Format the lines below as a numbered list, omitting any blank lines. Leave the pictures out of the list.

● **AVAILABLE RECORDS**:
_ _ _ _ _
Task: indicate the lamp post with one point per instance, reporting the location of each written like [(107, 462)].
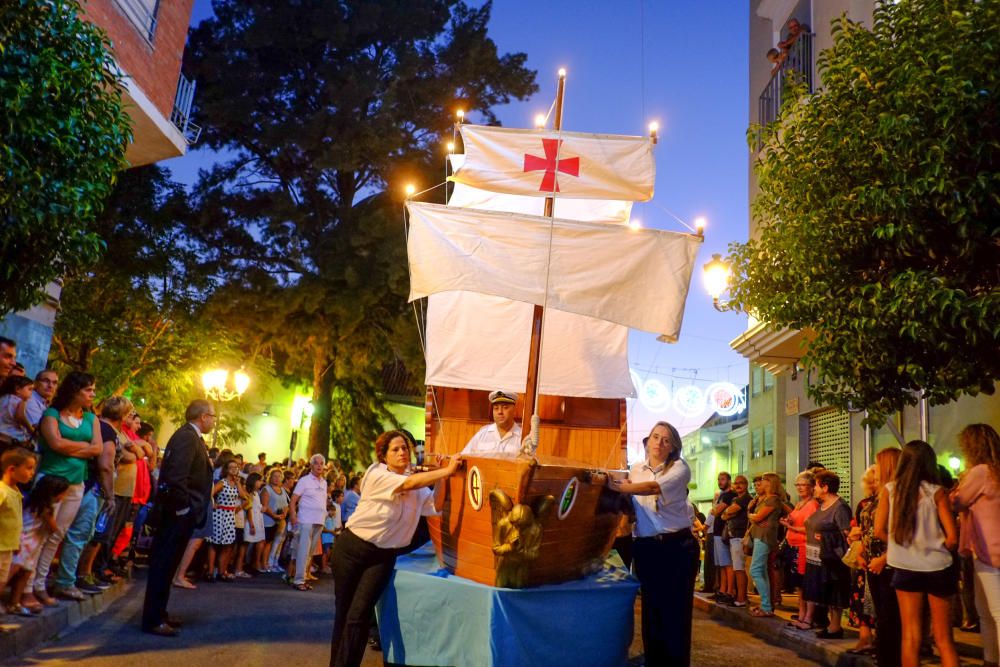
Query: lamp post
[(219, 389), (302, 410), (716, 277)]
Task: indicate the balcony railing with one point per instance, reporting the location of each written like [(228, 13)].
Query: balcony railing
[(181, 115), (142, 14), (799, 61)]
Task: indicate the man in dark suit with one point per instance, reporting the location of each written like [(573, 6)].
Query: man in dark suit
[(182, 501)]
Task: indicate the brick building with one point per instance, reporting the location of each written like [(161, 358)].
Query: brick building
[(148, 38)]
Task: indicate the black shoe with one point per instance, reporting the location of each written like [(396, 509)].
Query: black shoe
[(89, 589), (162, 630)]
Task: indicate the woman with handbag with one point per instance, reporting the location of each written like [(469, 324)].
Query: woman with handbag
[(860, 610), (888, 634), (736, 528), (828, 580), (914, 518), (795, 525), (764, 532)]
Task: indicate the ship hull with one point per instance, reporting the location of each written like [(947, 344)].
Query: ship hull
[(575, 517)]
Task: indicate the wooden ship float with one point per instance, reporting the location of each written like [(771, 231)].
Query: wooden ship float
[(545, 515)]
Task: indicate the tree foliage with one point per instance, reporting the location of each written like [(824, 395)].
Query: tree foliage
[(136, 318), (63, 134), (878, 217), (321, 107)]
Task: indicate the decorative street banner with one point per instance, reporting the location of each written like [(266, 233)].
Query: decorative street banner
[(542, 162)]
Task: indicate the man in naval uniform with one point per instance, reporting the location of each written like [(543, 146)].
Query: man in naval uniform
[(503, 436)]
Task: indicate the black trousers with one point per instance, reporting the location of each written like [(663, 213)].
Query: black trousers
[(666, 571), (888, 629), (171, 538), (361, 571)]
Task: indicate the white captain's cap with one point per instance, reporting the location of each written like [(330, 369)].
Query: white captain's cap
[(500, 396)]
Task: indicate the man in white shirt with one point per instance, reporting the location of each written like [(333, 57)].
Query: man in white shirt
[(503, 436), (307, 511)]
_ _ _ _ _
● **EXERCISE ANSWER**:
1. Task: indicate the lamp post with one point per instance, reporting the location of each written like [(107, 462)].
2. Query: lamp post
3. [(219, 389), (302, 410), (716, 277)]
4. Task: indicate the balcony railing with one point per instance, reporting the location of each written like [(228, 13)].
5. Query: balcony railing
6. [(181, 115), (142, 14), (799, 61)]
7. Task: indicate the man in dark suit with one point per instance, reporting the location of each written like [(573, 6)].
8. Query: man in dark suit
9. [(182, 501)]
10. Task: indicate the brick building with one point per instance, reporting the location of each written like [(161, 358)].
11. Query: brick building
12. [(148, 38)]
13. Task: indicate the black shoe with one point per instance, reporting the location of each written like [(396, 509)].
14. Query: black shoe
15. [(89, 589), (162, 630)]
16. Task: indicate the woman with handbag with one point per instance, reporting the location of each written like [(469, 324)].
17. Query: woman with handbag
18. [(860, 610), (888, 634), (736, 528), (828, 580), (914, 518), (795, 525), (764, 532)]
19. Task: indicate the ship hull with one point per instance, reporting the location of each written like [(947, 344)].
20. Query: ship hull
21. [(575, 517)]
22. Task: indicate the wooden ship float with one point per instance, reporting the location of each written like [(771, 231)].
23. Query: wooden ship float
24. [(545, 515)]
25. Task: indicate the tree foliage with one point per instance, reporting the location of each written like [(824, 395)].
26. Query: tree foliage
27. [(136, 318), (63, 134), (878, 217), (321, 107)]
28. Task: indicate the decorative street banner with one point per instance, reporting the location of each written like [(266, 233)].
29. Query: decorative street banner
30. [(542, 162)]
31. Task: indicate the man in naval uniform with one point per instance, reporting the location of each written like [(543, 146)].
32. Query: man in naval uniform
33. [(503, 436)]
34. Task: indicate the black trousers with one point per instance, reporting the location of each written like [(663, 213)].
35. Query: black trousers
36. [(666, 571), (888, 629), (171, 538), (361, 571)]
37. Task: indicate the white captain's cap with one point per instance, reporting the location of each written like [(330, 369)].
38. Query: white captain's cap
39. [(500, 396)]
40. Task: indicate the man in white shirt with one point per instance, reporting the location of each written like [(333, 57)].
41. Query: man in white shirt
42. [(503, 436), (307, 511)]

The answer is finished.